Print the listing that follows, character for character.

• Stored data:
************
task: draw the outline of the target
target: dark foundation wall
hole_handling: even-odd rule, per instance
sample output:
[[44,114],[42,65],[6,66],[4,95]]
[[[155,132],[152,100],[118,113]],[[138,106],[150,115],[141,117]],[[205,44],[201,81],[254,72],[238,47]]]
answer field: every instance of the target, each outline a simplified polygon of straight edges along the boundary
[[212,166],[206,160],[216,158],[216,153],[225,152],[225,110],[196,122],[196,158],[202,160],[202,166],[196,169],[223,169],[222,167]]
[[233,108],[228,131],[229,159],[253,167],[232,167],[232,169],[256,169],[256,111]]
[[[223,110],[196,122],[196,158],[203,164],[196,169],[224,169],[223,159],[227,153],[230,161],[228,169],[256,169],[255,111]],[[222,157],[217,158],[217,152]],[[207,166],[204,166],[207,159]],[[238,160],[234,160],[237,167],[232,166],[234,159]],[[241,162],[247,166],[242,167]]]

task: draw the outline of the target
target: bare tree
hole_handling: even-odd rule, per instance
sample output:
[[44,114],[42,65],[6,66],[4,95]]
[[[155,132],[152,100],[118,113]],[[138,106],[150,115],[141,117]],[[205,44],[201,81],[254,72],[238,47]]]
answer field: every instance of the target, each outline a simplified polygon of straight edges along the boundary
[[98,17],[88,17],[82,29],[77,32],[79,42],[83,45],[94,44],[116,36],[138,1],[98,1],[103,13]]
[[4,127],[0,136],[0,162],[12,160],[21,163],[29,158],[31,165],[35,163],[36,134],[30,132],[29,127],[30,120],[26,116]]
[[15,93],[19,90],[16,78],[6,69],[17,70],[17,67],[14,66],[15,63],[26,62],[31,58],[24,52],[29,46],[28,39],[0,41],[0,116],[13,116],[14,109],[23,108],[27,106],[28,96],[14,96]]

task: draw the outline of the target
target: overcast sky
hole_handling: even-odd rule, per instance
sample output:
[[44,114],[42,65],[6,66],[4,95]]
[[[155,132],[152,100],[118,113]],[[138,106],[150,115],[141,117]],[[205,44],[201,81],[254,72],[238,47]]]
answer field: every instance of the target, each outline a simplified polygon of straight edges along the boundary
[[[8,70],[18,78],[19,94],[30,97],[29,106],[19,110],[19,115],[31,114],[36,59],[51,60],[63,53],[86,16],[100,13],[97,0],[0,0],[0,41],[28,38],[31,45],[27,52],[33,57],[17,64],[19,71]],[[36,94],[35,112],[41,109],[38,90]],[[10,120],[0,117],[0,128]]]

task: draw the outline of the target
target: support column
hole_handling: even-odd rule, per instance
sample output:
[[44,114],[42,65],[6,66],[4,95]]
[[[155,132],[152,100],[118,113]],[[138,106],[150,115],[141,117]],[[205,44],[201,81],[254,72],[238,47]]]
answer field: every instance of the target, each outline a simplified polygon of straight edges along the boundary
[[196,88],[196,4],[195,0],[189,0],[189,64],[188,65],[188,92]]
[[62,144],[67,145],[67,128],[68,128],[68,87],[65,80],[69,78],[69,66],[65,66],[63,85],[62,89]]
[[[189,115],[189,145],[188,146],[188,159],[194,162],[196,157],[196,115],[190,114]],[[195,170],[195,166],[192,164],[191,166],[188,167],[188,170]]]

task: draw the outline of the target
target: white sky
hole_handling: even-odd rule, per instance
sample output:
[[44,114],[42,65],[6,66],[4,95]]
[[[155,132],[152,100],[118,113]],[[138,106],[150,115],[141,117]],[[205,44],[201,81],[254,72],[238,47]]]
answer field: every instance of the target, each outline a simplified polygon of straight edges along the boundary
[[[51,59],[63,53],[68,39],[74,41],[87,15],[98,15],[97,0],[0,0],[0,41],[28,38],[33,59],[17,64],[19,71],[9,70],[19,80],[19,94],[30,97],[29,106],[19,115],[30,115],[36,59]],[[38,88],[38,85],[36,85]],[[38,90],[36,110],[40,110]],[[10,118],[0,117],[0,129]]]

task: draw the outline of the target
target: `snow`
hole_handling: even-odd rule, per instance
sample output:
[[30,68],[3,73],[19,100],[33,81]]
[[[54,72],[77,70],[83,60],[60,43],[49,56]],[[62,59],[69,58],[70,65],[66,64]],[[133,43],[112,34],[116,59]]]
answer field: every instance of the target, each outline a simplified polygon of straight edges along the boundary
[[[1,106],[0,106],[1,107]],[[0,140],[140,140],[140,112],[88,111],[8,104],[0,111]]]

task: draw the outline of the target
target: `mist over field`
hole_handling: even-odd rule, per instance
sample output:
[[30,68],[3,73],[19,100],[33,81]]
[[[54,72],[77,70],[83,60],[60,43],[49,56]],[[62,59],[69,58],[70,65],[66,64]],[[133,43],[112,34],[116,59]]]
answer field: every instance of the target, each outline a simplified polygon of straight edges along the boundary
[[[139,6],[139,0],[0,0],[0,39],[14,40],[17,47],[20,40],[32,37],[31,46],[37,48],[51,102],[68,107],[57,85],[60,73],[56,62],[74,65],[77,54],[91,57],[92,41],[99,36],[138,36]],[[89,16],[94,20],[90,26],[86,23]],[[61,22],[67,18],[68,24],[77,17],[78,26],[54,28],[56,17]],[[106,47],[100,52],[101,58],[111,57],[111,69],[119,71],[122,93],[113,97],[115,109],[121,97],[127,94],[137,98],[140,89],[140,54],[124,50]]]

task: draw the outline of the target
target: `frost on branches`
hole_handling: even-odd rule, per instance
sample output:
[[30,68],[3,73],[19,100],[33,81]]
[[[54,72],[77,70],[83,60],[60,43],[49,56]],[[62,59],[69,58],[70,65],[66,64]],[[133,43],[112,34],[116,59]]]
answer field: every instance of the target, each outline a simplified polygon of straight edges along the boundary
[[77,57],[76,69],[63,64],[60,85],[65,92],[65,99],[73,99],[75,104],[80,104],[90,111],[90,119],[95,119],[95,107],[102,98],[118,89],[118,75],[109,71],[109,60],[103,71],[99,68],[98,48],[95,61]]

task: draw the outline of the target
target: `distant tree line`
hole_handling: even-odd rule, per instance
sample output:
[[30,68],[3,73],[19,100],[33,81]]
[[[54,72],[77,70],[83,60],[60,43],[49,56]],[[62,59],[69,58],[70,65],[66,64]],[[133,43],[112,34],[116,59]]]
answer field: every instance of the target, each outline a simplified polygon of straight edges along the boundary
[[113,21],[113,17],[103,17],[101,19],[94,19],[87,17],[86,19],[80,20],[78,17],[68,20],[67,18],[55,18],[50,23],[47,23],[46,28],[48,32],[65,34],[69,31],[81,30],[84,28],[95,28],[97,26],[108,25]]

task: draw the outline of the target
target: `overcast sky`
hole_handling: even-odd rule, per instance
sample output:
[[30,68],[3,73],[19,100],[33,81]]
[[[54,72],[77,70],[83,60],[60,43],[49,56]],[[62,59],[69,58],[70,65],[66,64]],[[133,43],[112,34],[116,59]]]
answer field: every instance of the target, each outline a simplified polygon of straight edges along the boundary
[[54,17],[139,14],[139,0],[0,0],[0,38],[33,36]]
************
• Finished task:
task: draw the outline of the target
target: dark foundation wall
hole_handling: even-odd rule, per instance
sample output:
[[44,114],[42,65],[6,66],[4,95]]
[[[155,132],[152,100],[118,113]],[[138,106],[150,115],[141,117]],[[205,44],[201,81],[254,72],[238,47]]]
answer field: every instance of the target, each outline a simplified polygon of straight edges along the boundary
[[212,166],[206,160],[216,158],[216,153],[225,152],[225,110],[196,122],[196,158],[202,160],[202,166],[196,169],[223,169],[222,167]]
[[233,108],[228,131],[229,159],[253,167],[232,167],[232,169],[256,169],[256,111]]
[[[223,110],[196,122],[196,158],[203,164],[196,169],[224,169],[223,159],[227,153],[230,161],[228,169],[256,169],[255,111]],[[222,157],[217,158],[217,152]],[[207,166],[204,166],[207,159]],[[238,160],[234,160],[237,167],[232,166],[234,159]],[[241,162],[247,166],[242,167]]]

task: draw the outline of the target
target: bare tree
hole_handling: even-odd rule, per instance
sample output:
[[44,114],[42,65],[6,66],[4,95]]
[[[155,132],[152,100],[118,113]],[[138,106],[150,115],[141,117]],[[205,44],[201,81],[254,72],[238,47]]]
answer field: every instance of the target, each outline a simplified polygon of straight edges along the boundary
[[98,17],[88,17],[82,29],[77,32],[79,42],[83,45],[94,44],[116,36],[138,1],[98,1],[103,13]]
[[4,127],[0,136],[0,162],[12,160],[21,163],[29,158],[31,165],[35,163],[36,134],[30,132],[29,127],[30,120],[26,116]]
[[15,93],[19,90],[16,78],[6,69],[17,70],[17,67],[14,66],[15,63],[26,62],[31,58],[24,52],[29,46],[28,39],[0,41],[0,116],[13,116],[14,109],[23,108],[27,106],[28,96],[14,96]]

task: draw the outline of the target
target: overcast sky
hole_handling: even-odd rule, per instance
sample output:
[[44,114],[42,65],[6,66],[4,95]]
[[[155,132],[152,100],[118,113]],[[138,106],[150,115],[141,117]],[[205,44],[201,81],[254,72],[238,47]]]
answer field: every instance of the target, each outline a simplified polygon of straight edges along the boundary
[[[8,70],[18,78],[19,94],[30,97],[29,106],[19,110],[19,115],[31,114],[36,59],[51,60],[63,53],[86,16],[100,13],[97,0],[0,0],[0,41],[28,38],[31,45],[27,52],[33,57],[17,64],[19,71]],[[36,94],[35,112],[41,109],[38,90]],[[10,120],[0,117],[0,128]]]

task: draw the outline of the target
target: support column
hole_handling: even-odd rule, per instance
sample output:
[[44,114],[42,65],[6,66],[4,95]]
[[[155,132],[152,100],[118,113]],[[138,106],[150,115],[141,117]],[[205,44],[201,81],[254,72],[238,47]]]
answer field: every instance of the target, each outline a simplified polygon of straight edges along the boundary
[[196,88],[196,4],[195,0],[189,0],[189,64],[188,65],[188,92]]
[[62,144],[67,145],[67,128],[68,128],[68,87],[65,80],[69,78],[69,66],[65,66],[63,85],[62,89]]
[[[189,115],[189,145],[188,146],[188,159],[194,162],[196,157],[196,115],[190,114]],[[195,170],[195,166],[192,164],[191,166],[188,167],[188,170]]]

task: draw the outline of the target
target: white sky
hole_handling: even-odd rule, per instance
sample output:
[[44,114],[42,65],[6,66],[4,95]]
[[[155,132],[152,100],[118,113]],[[138,106],[150,115],[141,117]],[[205,44],[201,81],[254,72],[238,47]]]
answer field: every instance of the target, each outline a simplified polygon of straight edges along the boundary
[[[51,59],[63,53],[68,39],[74,41],[87,15],[98,15],[97,0],[0,0],[0,41],[28,38],[33,59],[17,64],[19,71],[9,70],[19,80],[19,94],[30,97],[29,106],[19,115],[30,115],[36,59]],[[38,88],[38,85],[36,85]],[[38,90],[36,110],[40,110]],[[10,118],[0,117],[0,129]]]

task: draw the outline of the target
target: `snow`
hole_handling: even-odd rule, per instance
sample output:
[[30,68],[3,73],[19,100],[33,81]]
[[[54,72],[77,70],[83,60],[60,43],[49,56]],[[62,59],[69,58],[70,65],[66,64]],[[133,43],[112,34],[116,59]]]
answer field: every instance of the target, each outline a simplified polygon of straight edges along the boundary
[[[1,106],[0,106],[1,107]],[[0,140],[140,140],[140,112],[88,111],[8,104],[0,111]]]

task: draw the outline of the target
target: `mist over field`
hole_handling: even-odd rule, per instance
sample output:
[[30,68],[3,73],[19,100],[33,81]]
[[[54,72],[77,70],[83,60],[60,43],[49,56]],[[62,59],[69,58],[70,65],[66,64]],[[133,43],[112,34],[116,59]]]
answer field: every instance of the target, each outline a simplified polygon of straight edges along the boundary
[[[139,6],[139,0],[0,0],[0,39],[14,40],[17,47],[20,40],[32,37],[31,46],[37,48],[51,102],[68,107],[57,85],[60,73],[56,62],[74,65],[77,54],[91,57],[92,41],[99,36],[138,36]],[[89,16],[94,20],[90,26],[86,23]],[[61,22],[67,18],[68,24],[77,17],[78,26],[54,28],[56,17]],[[106,47],[100,52],[101,58],[111,57],[111,69],[119,71],[122,93],[113,97],[115,109],[121,97],[127,94],[137,98],[140,89],[140,54],[124,50]]]

task: draw the outline of the target
target: `frost on branches`
hole_handling: even-odd rule, per instance
sample output:
[[30,68],[3,73],[19,100],[33,81]]
[[[54,72],[77,70],[83,60],[60,43],[49,56]],[[62,59],[69,58],[70,65],[66,64]],[[133,43],[112,34],[116,59]]]
answer field: every instance of the target, each outline a simplified polygon of straight edges along the boundary
[[77,57],[76,69],[63,64],[60,85],[65,92],[65,99],[73,99],[75,104],[80,104],[90,111],[90,119],[95,119],[95,107],[102,98],[118,89],[118,75],[109,71],[109,60],[103,71],[99,68],[98,48],[95,61]]

task: draw the outline of the target
target: `distant tree line`
hole_handling: even-odd rule, per instance
sample output:
[[30,68],[3,73],[19,100],[33,81]]
[[[54,72],[77,70],[83,60],[60,43],[49,56]],[[62,59],[69,58],[70,65],[66,64]],[[133,43],[112,34],[116,59]]]
answer field: every instance of the target, each outline a simplified polygon of straight edges along the boundary
[[113,21],[113,17],[103,17],[101,19],[94,19],[87,17],[86,19],[80,20],[78,17],[68,20],[67,18],[55,18],[50,23],[47,23],[46,28],[48,32],[65,34],[69,31],[81,30],[84,28],[95,28],[97,26],[108,25]]

task: draw the outline of the target
target: `overcast sky`
hole_handling: even-odd rule, per instance
sample output:
[[30,68],[3,73],[19,100],[33,81]]
[[[54,72],[77,70],[83,60],[60,43],[49,56]],[[62,59],[69,58],[70,65],[66,64]],[[133,43],[112,34],[116,59]]]
answer field: every instance of the target, each outline a simplified polygon of straight edges along the boundary
[[54,17],[139,14],[139,0],[0,0],[0,38],[33,36]]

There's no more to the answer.